#### [Aim of the exercise]
A faithful copy is required: retype the records from their first line through the line with "108L370 91L351 100L349", and omit the pictures.

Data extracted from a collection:

#####

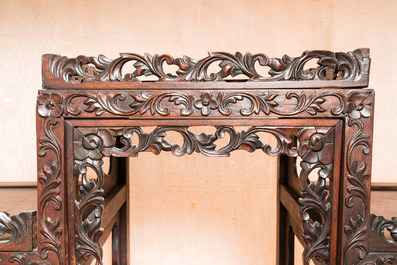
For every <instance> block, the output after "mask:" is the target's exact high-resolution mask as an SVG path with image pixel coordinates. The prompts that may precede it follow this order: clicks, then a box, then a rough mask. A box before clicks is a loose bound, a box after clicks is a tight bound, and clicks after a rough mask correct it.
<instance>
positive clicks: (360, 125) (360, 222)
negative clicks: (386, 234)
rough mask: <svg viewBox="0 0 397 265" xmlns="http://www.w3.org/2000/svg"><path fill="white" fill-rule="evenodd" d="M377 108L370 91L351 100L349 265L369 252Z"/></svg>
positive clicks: (349, 213)
mask: <svg viewBox="0 0 397 265" xmlns="http://www.w3.org/2000/svg"><path fill="white" fill-rule="evenodd" d="M373 104H374V95H373V93H371V92H368V91H363V92H353V93H351V94H350V95H349V96H348V98H347V109H346V125H345V140H344V141H345V145H344V165H343V167H344V180H343V185H344V187H343V198H344V203H343V227H342V228H341V229H342V230H343V237H342V253H341V256H342V257H343V260H344V263H343V264H346V265H351V264H358V263H359V262H360V261H361V260H363V259H364V258H365V257H366V256H367V255H368V251H369V246H368V242H369V231H370V227H371V224H370V218H369V214H370V209H369V207H370V201H369V196H370V185H371V179H370V176H371V153H372V123H373Z"/></svg>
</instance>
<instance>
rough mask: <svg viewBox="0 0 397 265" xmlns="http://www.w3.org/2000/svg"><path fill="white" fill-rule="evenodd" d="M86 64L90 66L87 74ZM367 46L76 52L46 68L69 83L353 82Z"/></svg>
mask: <svg viewBox="0 0 397 265" xmlns="http://www.w3.org/2000/svg"><path fill="white" fill-rule="evenodd" d="M313 59H315V60H317V65H318V66H317V68H315V69H310V70H309V71H306V69H305V66H306V63H307V62H308V61H310V60H313ZM130 61H132V62H135V63H134V68H135V71H134V72H129V73H127V74H125V75H124V76H123V74H122V72H125V70H124V71H123V67H124V65H125V64H126V63H127V62H130ZM215 62H217V63H219V67H220V70H219V71H218V72H211V73H209V72H208V69H209V66H210V65H212V64H213V63H215ZM164 63H166V64H168V65H175V66H177V67H178V70H177V71H176V72H175V73H166V72H165V70H164ZM256 63H259V65H260V66H262V67H267V68H268V69H269V72H268V74H269V77H264V76H261V75H260V74H259V73H258V71H257V70H256ZM88 66H92V67H93V69H94V70H93V71H92V72H90V71H89V69H88ZM368 67H369V58H368V50H366V49H357V50H355V51H352V52H347V53H344V52H337V53H334V52H330V51H321V50H312V51H305V52H303V53H302V55H301V56H299V57H295V58H293V57H289V56H288V55H284V56H283V57H282V58H280V59H279V58H269V57H268V56H267V55H265V54H262V53H261V54H251V53H249V52H247V53H246V54H245V55H243V54H241V53H240V52H237V53H235V54H230V53H225V52H213V53H209V55H208V56H207V57H205V58H203V59H201V60H195V59H192V58H190V57H188V56H183V57H182V58H175V59H174V58H173V57H172V56H170V55H157V54H156V55H154V56H152V55H150V54H144V55H143V56H141V55H138V54H134V53H121V54H120V57H119V58H117V59H115V60H111V59H109V58H107V57H105V56H104V55H99V56H98V57H97V58H95V57H87V56H78V57H76V58H67V57H62V56H60V55H52V56H51V58H50V60H49V70H50V72H51V74H53V75H54V76H55V77H56V78H58V79H63V80H64V81H66V82H69V83H87V82H120V81H124V82H125V81H129V82H137V81H140V80H139V77H141V76H155V77H157V78H158V81H174V82H182V81H185V82H198V81H220V80H224V79H225V78H226V77H229V76H232V77H234V76H236V75H244V76H246V78H247V79H248V80H249V81H279V80H289V81H298V80H327V79H333V80H352V81H359V80H361V79H365V78H366V77H367V75H368ZM328 69H332V70H333V74H332V76H331V77H330V76H327V70H328Z"/></svg>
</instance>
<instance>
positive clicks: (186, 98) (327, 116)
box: [41, 90, 359, 118]
mask: <svg viewBox="0 0 397 265" xmlns="http://www.w3.org/2000/svg"><path fill="white" fill-rule="evenodd" d="M41 93H42V95H43V97H46V98H48V99H51V101H50V102H51V104H53V105H54V106H56V110H57V112H58V113H62V115H64V116H65V117H70V118H74V117H79V118H84V117H91V118H106V117H142V118H143V117H144V118H151V117H153V118H162V117H164V118H177V117H181V118H198V117H208V118H211V117H222V118H234V117H247V118H248V117H293V116H299V117H330V116H335V117H343V116H345V114H346V113H347V112H348V109H347V108H348V105H347V104H348V102H349V98H348V97H347V96H346V93H341V92H335V91H326V90H323V91H318V90H306V91H300V90H290V91H286V90H268V91H258V90H248V91H233V92H225V91H222V90H212V91H205V92H202V91H197V90H186V91H178V90H174V91H168V92H161V91H158V90H147V91H145V92H137V91H114V90H113V91H111V90H103V91H84V92H83V91H82V92H79V91H76V92H74V93H65V92H51V93H49V92H46V91H42V92H41ZM354 93H359V92H356V91H354V90H353V91H351V94H354ZM50 107H51V106H46V105H45V106H43V107H42V109H43V110H42V111H43V112H47V111H48V108H50Z"/></svg>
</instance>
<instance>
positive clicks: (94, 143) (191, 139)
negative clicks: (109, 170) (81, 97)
mask: <svg viewBox="0 0 397 265" xmlns="http://www.w3.org/2000/svg"><path fill="white" fill-rule="evenodd" d="M79 130H80V131H81V132H82V133H83V134H84V138H83V139H81V141H76V142H75V146H84V150H85V151H82V152H80V153H78V154H77V159H80V160H83V159H88V158H90V159H98V156H99V154H98V153H97V150H99V151H100V152H102V154H103V155H106V156H110V155H113V156H137V155H138V153H139V152H144V151H149V152H153V153H155V154H159V153H160V152H161V151H170V152H172V153H173V154H174V155H177V156H182V155H185V154H192V153H193V152H198V153H202V154H204V155H206V156H229V155H230V152H232V151H234V150H238V149H242V150H246V151H249V152H253V151H255V150H256V149H262V150H263V152H265V153H266V154H268V155H271V156H277V155H279V154H287V155H289V156H296V155H297V149H296V148H295V147H292V146H290V144H291V143H292V138H291V135H290V134H289V133H288V132H286V131H284V130H282V129H278V128H271V127H251V128H250V129H248V130H247V131H241V132H236V130H235V129H234V128H233V127H230V126H218V127H216V131H215V133H214V134H205V133H201V134H200V135H196V134H194V133H193V132H191V131H189V129H188V127H178V126H158V127H157V128H156V129H155V130H153V131H152V132H150V133H147V132H144V131H143V130H142V129H141V128H139V127H124V128H79ZM167 132H177V133H178V134H180V135H181V136H182V138H183V144H182V146H180V145H178V144H171V143H169V142H167V141H166V139H165V137H166V133H167ZM257 133H269V134H271V135H273V136H274V137H275V138H276V140H277V146H275V147H274V148H272V147H271V146H270V145H268V144H264V143H262V142H261V141H260V139H259V136H258V135H257ZM134 134H135V135H137V136H138V143H137V144H133V143H132V140H131V138H132V137H133V135H134ZM226 134H228V135H229V138H230V140H229V143H227V144H226V145H225V146H223V147H217V145H216V143H215V142H216V140H218V139H221V138H223V137H225V135H226ZM116 141H118V142H119V146H118V147H116V146H115V144H116Z"/></svg>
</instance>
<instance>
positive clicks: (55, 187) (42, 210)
mask: <svg viewBox="0 0 397 265" xmlns="http://www.w3.org/2000/svg"><path fill="white" fill-rule="evenodd" d="M62 100H63V98H62V96H60V95H59V94H52V93H44V94H41V95H39V97H38V100H37V171H38V178H37V179H38V183H37V192H38V233H37V240H38V253H39V256H40V258H41V259H43V262H49V263H51V264H64V263H65V251H67V247H66V245H65V231H66V227H67V226H66V221H65V220H66V219H67V218H66V216H65V211H66V209H65V205H64V201H65V198H64V192H65V191H64V190H63V185H62V182H63V181H64V179H63V176H64V171H63V170H64V169H63V165H64V157H63V150H64V119H63V118H62V117H61V115H62V114H63V106H62V104H61V103H62Z"/></svg>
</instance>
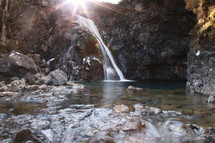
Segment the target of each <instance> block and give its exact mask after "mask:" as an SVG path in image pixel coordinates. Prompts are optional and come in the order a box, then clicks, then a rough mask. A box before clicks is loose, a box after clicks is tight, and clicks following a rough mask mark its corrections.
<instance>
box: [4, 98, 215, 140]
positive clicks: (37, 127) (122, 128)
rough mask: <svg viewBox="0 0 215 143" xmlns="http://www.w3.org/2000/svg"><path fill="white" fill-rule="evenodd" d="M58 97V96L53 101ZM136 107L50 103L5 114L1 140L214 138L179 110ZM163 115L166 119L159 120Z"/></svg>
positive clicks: (175, 139) (86, 139) (177, 139)
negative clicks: (103, 106)
mask: <svg viewBox="0 0 215 143" xmlns="http://www.w3.org/2000/svg"><path fill="white" fill-rule="evenodd" d="M55 100H57V98H56V99H54V100H52V101H50V102H53V101H54V102H55ZM116 106H118V107H120V106H122V105H116ZM123 106H125V105H123ZM134 107H135V110H134V112H126V113H125V112H116V111H114V110H113V109H105V108H95V107H94V106H93V105H71V106H70V108H65V109H57V108H56V106H53V107H51V106H50V107H49V109H48V110H46V111H47V112H43V113H42V114H38V115H36V116H32V115H27V114H24V115H18V116H11V117H9V118H8V117H7V116H2V118H0V123H1V126H0V129H1V130H0V135H1V136H0V140H1V141H2V142H3V143H6V142H7V141H8V140H9V139H10V138H12V141H13V142H14V143H18V142H27V141H31V142H38V143H40V142H43V143H50V142H53V143H80V142H82V143H87V142H88V143H107V142H108V143H143V142H150V143H151V142H153V143H161V142H174V143H181V142H197V143H198V142H206V141H209V140H210V141H213V140H214V139H213V135H214V133H213V128H210V129H207V130H205V129H203V128H201V127H198V126H196V125H192V124H191V125H190V124H183V123H182V122H179V121H174V120H173V118H174V117H176V116H181V117H183V118H186V116H183V115H181V114H180V113H177V112H173V111H161V112H160V113H159V114H158V113H157V111H156V110H155V109H153V108H151V107H144V106H142V105H140V104H138V105H135V106H134ZM148 113H150V114H148ZM0 117H1V114H0ZM160 118H162V119H163V118H165V121H160V120H158V119H160ZM11 125H16V126H11ZM20 128H22V129H21V130H20ZM3 131H4V132H3ZM205 133H210V134H207V135H206V134H205Z"/></svg>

#####

#### [Solution]
For every <instance> block, the output after "mask:" is the target's exact high-resolution mask as an SVG path with image pixel coordinates. The prompts that may precede it follow this order: clicks, then a box, then a rough mask. A box before clicks is a loose bound, a box after clicks is a tight bound, and clicks after a rough mask correct it.
<instance>
positive clicks: (360, 125) (360, 222)
negative clicks: (386, 234)
rough mask: <svg viewBox="0 0 397 265" xmlns="http://www.w3.org/2000/svg"><path fill="white" fill-rule="evenodd" d="M377 108L370 91L351 100L349 265L369 252Z"/></svg>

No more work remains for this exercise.